*** EXCERPT

Cells are synthesizing multiple types of RNA at all times, so it is important that RIG-I is not going to bind to those RNAs. Native RNA from inside the cell contains an N_{1} 2'O-Methyl self RNA marker that deters RIG-I from binding.

The ligands of RIG-I are still being investigated and are controversial. RIG-I works together with other dsRNA sensors such as MDA5, which complicates the characterization. In vivo, just RIG-I may not create a significant enough response.

==== Non-self ====
In most natural settings, RIG-I ligands appear in a cell because there is an invader. This can include:
- Viral dsRNA. Because viruses often use a different 5' capping mechanism compared to mammals, a lack of a full cap may indicate a foreign origin. The dsRNA can come from single-stranded RNA (ssRNA) viruses or from dsRNA viruses. The ssRNA viruses are not typically recognized as ssRNA, but through intermittent replication products in the form of dsRNA.
- Transcription products of non-self molecules. DNA-dependent RNA polymerase III (Pol III) produces a 5' pppN end when transcribing AT-rich dsDNA. If the result folds into a dsRNA and is of an appropriate size, it can be recognized by RIG-I.

Some viruses have evolved countermeasures to RIG-I. For example, some retroviruses such as HIV-1 encode a protease that directs RIG-I to the lysosome for degradation, and thereby evade RIG-I mediated signaling.

RIG-I PAMPS can also be synthetic in origin. The in vitro transcription reaction used to make mRNA-based drugs and vaccines can produce dsRNA byproducts that activate RIG-I. In vitro transcribed RNAs initiated with 5′-triphosphorylated adenosine generate significantly greater levels of highly immunogenic dsRNAs, compared to their 5′-triphosphorylated guanosine counterparts.

==== Cancer ====
RIG-I also recognizes "self" RNAs, most commonly in the case of cancer, leading to an interferon response. Depending on the type of cancer, this can have either positive or negative effects.
For example, in breast cancer cells (BrCa), noncoding RNA leads to RIG-I activation and causes the cells to resist treatments and grow.
On the other hand, RIG-I can act as a tumor suppressor in acute myeloid leukemia and hepatocellular carcinoma.

RIG-I may deter cancers caused by oncoviruses by triggering cell death in the affected cell. Cell death can occur via apoptosis via the caspase-3 pathway, or through IFN-dependent T cells and natural killer cells.

******
*** GIVEN INFORMATION

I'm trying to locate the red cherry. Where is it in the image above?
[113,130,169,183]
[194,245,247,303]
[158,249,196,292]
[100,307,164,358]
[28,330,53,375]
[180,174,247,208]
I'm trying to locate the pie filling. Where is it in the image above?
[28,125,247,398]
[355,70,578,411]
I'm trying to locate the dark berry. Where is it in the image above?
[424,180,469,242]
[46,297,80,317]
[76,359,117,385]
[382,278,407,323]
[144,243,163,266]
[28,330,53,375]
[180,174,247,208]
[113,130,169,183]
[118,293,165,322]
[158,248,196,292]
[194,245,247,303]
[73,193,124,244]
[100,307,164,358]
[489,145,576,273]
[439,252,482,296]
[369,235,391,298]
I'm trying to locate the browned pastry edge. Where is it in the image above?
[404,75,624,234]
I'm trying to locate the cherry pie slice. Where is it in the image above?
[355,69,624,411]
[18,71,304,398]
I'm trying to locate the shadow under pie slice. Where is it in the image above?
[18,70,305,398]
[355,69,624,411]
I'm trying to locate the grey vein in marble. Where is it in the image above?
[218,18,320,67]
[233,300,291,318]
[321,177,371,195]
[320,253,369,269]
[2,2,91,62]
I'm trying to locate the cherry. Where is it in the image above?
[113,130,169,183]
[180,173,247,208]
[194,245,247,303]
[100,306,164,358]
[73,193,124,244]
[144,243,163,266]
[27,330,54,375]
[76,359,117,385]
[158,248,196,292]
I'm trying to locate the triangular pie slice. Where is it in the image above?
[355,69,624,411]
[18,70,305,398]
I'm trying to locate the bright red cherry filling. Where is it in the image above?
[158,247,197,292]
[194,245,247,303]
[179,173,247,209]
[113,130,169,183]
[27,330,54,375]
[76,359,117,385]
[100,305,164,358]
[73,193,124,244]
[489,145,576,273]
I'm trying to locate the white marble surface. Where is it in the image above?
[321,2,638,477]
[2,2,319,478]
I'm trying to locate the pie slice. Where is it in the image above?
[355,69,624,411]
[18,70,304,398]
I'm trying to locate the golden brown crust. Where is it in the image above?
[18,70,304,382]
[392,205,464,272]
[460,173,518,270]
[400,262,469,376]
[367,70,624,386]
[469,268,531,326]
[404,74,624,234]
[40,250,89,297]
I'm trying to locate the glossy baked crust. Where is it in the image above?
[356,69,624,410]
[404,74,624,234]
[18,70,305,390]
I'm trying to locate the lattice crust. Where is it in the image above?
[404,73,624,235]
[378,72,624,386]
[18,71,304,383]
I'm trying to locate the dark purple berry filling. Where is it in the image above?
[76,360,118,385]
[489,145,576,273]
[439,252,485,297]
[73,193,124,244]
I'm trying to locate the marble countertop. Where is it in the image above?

******

→ **ASSIGNED TASK 1**
Reproduce the RIG-I passage from "For example, in" to "natural killer cells.".
→ **ASSIGNED TASK 2**
In the RIG-I passage, what do some retroviruses such as HIV-1 encode to direct RIG-I to the lysosome?
→ **ASSIGNED TASK 3**
Write the next part of the RIG-I passage, picking up after its last sentence.

→ **WRITTEN RESPONSE 1**
For example, in breast cancer cells (BrCa), noncoding RNA leads to RIG-I activation and causes the cells to resist treatments and grow.
On the other hand, RIG-I can act as a tumor suppressor in acute myeloid leukemia and hepatocellular carcinoma.

RIG-I may deter cancers caused by oncoviruses by triggering cell death in the affected cell. Cell death can occur via apoptosis via the caspase-3 pathway, or through IFN-dependent T cells and natural killer cells.

→ **WRITTEN RESPONSE 2**
A protease.

→ **WRITTEN RESPONSE 3**
=== Type-1 interferon pathway ===
RIG-I is a signaling molecule and is usually in a condensed resting state until it is activated. Once RIG-I is bound to its PAMP, molecules such as PACT and zinc antiviral protein short isoform (ZAPs), help keep RIG-I in an activated state which then keeps the caspase activation and recruitment domains (CARDs) ready for binding. The molecule will migrate to the mitochondrial antiviral signaling protein (MAVS) CARD domain and bind. RIG-I CARD interactions have their own regulatory system. Although RIG-I expresses a CARD at all times, it must be activated by the ligand before it will allow both CARDs to interact with the MAVS CARD. This interaction will start the pathway to making proinflammatory cytokines and type-1 Interferon (IFN1;IFNα and IFNβ), which create an antiviral environment. Once the IFN1s leave the cell, they can bind to IFN1 receptors on the cell surface from which they came from, or other cells close by. This will upregulate the production of more IFN1s, boosting an antiviral environment. IFN1 also activates the JAK-STAT pathway, leading to the production of IFN-stimulated genes (ISGs).

== History ==
In 2000, RIG-I was named by researchers from the Shanghai Institute of Hematology who identified novel genes that respond to all-trans retinoic acid (ATRA) in leukemia cells. RIG-I and the other genes were assigned the temporary name of RIG (retinoic acid–induced gene) in the format of RIG-A, RIG-B etc by the group, however they performed no additional characterization on RIG-I.